ENTRIES SHOWN:
## start

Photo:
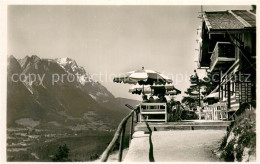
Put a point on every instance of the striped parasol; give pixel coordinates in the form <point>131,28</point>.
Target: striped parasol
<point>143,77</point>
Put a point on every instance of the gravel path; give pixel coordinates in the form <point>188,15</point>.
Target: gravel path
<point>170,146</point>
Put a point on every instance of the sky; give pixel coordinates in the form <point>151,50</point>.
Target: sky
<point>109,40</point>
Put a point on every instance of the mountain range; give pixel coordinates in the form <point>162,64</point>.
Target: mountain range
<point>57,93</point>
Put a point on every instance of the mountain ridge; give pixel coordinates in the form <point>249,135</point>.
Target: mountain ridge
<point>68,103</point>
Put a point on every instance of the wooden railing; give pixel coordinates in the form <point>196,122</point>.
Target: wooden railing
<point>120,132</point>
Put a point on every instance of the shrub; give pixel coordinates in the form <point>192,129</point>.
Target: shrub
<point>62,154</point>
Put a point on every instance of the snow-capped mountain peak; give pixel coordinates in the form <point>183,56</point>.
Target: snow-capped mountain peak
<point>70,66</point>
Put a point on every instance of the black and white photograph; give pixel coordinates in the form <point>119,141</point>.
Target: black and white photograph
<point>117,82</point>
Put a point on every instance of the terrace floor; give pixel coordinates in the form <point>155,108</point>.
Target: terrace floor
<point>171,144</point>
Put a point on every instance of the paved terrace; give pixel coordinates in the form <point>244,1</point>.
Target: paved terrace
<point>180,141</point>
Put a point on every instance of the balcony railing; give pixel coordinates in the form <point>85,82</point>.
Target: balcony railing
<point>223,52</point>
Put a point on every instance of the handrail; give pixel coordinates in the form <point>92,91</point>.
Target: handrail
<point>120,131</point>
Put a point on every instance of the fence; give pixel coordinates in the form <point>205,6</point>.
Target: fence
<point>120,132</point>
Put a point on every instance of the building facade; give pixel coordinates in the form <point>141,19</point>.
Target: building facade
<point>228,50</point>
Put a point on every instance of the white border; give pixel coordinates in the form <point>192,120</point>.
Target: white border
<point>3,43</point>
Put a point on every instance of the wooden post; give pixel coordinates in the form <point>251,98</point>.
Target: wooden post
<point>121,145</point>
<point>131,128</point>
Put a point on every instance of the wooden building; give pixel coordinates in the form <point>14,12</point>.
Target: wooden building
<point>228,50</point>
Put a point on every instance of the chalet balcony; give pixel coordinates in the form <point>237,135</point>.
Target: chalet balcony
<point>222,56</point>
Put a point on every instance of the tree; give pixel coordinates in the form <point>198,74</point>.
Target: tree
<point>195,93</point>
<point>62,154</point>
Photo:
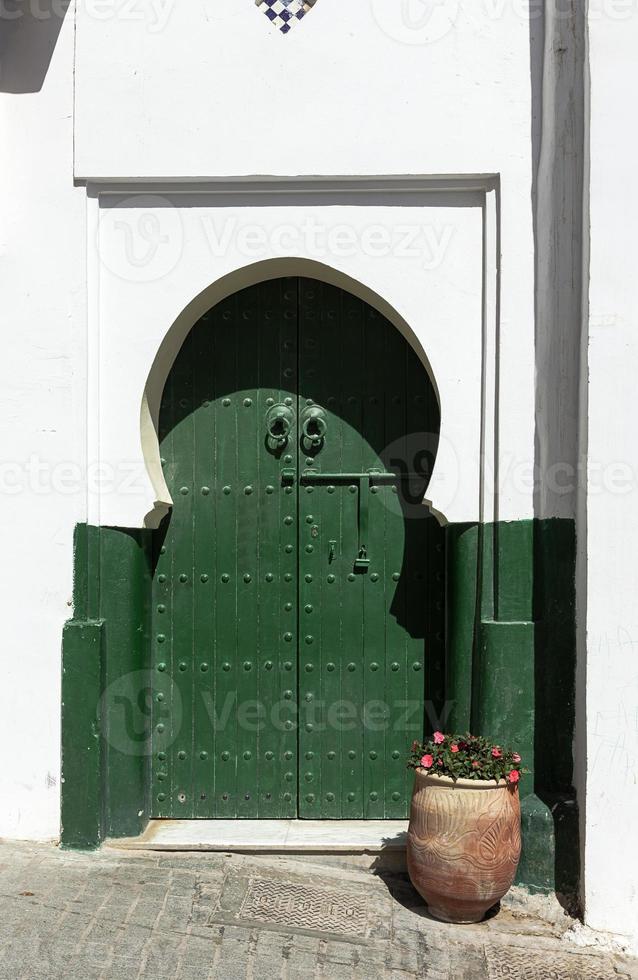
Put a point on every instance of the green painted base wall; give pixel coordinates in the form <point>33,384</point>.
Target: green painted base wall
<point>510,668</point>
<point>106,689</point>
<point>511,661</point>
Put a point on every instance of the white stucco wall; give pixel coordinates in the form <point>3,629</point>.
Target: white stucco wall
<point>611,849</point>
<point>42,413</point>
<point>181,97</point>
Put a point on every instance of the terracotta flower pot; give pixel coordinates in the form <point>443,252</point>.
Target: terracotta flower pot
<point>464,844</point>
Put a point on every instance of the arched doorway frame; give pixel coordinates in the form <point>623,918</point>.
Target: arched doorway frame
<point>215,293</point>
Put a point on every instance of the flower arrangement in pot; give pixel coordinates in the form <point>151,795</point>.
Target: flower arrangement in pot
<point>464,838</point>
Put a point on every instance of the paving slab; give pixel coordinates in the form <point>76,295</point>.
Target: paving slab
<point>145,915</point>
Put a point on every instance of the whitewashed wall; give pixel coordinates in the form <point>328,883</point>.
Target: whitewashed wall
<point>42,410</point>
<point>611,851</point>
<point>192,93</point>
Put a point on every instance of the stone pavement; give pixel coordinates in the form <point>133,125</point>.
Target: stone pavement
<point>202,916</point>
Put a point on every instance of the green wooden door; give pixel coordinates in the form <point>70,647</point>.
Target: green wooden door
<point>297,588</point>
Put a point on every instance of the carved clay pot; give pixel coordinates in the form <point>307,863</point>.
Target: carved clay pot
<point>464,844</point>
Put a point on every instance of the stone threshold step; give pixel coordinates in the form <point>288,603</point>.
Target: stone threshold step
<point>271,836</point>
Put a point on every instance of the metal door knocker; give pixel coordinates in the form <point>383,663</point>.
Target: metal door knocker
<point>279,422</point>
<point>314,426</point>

## end

EXERCISE INSTRUCTIONS: Rewrite the data starting at the line that contains "Put a point on every instance of the flower" and ending at the end of the data, replacing "whitewashed wall" with "plastered wall" and leaving everything else unchanged.

RESPONSE TO THE TASK:
Put a point on every instance of the flower arrangement in pot; give pixel coordinates in the form <point>151,795</point>.
Target: flower arrangement in pot
<point>464,838</point>
Put a point on every instance of the paving slab; give pixel coordinates in the form <point>76,295</point>.
Target: paving slab
<point>145,915</point>
Put a point on every instance of the plastered wall; give pixel coordinates in the form <point>328,883</point>.
Target: plastered wall
<point>42,410</point>
<point>611,851</point>
<point>192,93</point>
Put a point on every instance of the stone pavement; give pixel coordinates in the form <point>133,125</point>.
Target: stone pavement
<point>202,916</point>
Put a point on every instance of the green wooden door; give pixel coordinates in the form <point>70,647</point>.
Target: green wooden door
<point>297,588</point>
Put a point on every instance of the carved clay pot; give pixel coordinates in the form <point>307,863</point>.
Target: carved clay pot
<point>464,844</point>
Put a point on every instance of the stone threshold step; give pixel coordinates in the form <point>288,603</point>.
Target: stone threshold step
<point>271,836</point>
Put a point on every instance of the metal door knocker; give pixel coordinates in the form <point>383,663</point>.
Target: metal door knocker
<point>279,422</point>
<point>314,426</point>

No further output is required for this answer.